文档摘录:
▬▬▬
一、上次课程回顾
-
https://blog.csdn.net/SparkOnYarn/article/details/104888513
-
查看正在运行的mysql的进程,show processlist; 生产上绝大部分情况下使用的是select语句,建表规划需要是属于行业标准、前人的经验(数据表是否要做自增长);思考一个机器上有很多张表就会影响查询速度;表在创建的时候需要加一条叫修改时间;数据的新增,字段名称和值需要一一对一个;update的时候不加条件会把所有的数据都进行更新。
-
cdh中的mysql binlong服务需要开启;生产上MySQL主从架构,主机器–>写,从机器–>读。
二、MySQL语法二
2.1、最基础的SQL语法
1、按条件查询:查询年龄是20岁以下的:与年龄相关:>、 >=、 <、 <=、 =
select * from ruozedata.rzdata where age < 20;
2、查询名称是ruoze的数据:
select * from ruozedata.rzdata where name = ‘ruoze’;
3、查询名称不为ruoze的数据:
select * from ruozedata.rzdata where name != ‘ruoze’;
4、多条件查询:查询名称是ruoze且年龄大于20的:
select * from ruozedata.rzdata where age > 20 and name = ‘ruoze’;
5、查询名称是ruoze或者年龄大于20的:
select * from ruozedata.rzdata where age > 20 or name = ‘ruoze’;
6、查询名称中含有o字母的数据:
select * from ruozedata.rzdata where name like ‘%o%’;
7、查询名称以j开头的数据:j为开头,剩余字符不确定:
select * from ruozedata.rzdata where name like ‘j%’;
8、查询名称以e为结尾的数据:
select * from ruozedata.rzdata where name like ‘%e’;
9、查询第三个字母为o的数据(加上两个占位符即可,_表示占位符):
select * from ruozedata.rzdata where name like ‘__o%’;
10、查询名称中第三个字母不为o的数据:
select * from ruozedata.rzdata where name not like ‘__o%’;
2.2、MySQL中的union联合查询 && join连接 && 求和统计
1、数据准备:
1、创建数据表a
create table a (
id int(5) not null auto_increment,
name varchar(20),
age int(3)
);
insert into a(name,age) values ('john',24);
insert into a(name,age) values ('ron',26);
insert into a(name,age) values ('sail',18);
创建数据表b
create table b (
id int(5) not null auto_increment,
name varchar(20),
city varchar(40)
▬▬▬
记录信息:
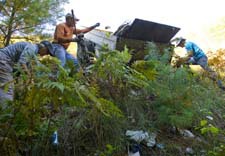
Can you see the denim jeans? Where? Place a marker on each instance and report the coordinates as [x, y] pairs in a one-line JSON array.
▬▬▬
练习说明:
根据文档摘录回答:
1. 生产上MySQL主从架构中,主机器和从机器分别负责什么?
2. 按名称模糊查询时,用哪个符号表示占位符?
3. 向数据表a插入的数据中,年龄为18的记录名称是什么?
上述材料与文档摘录无关。

正确答案:
1. 主机器负责写,从机器负责读。
2. 用“_”表示占位符。
3. sail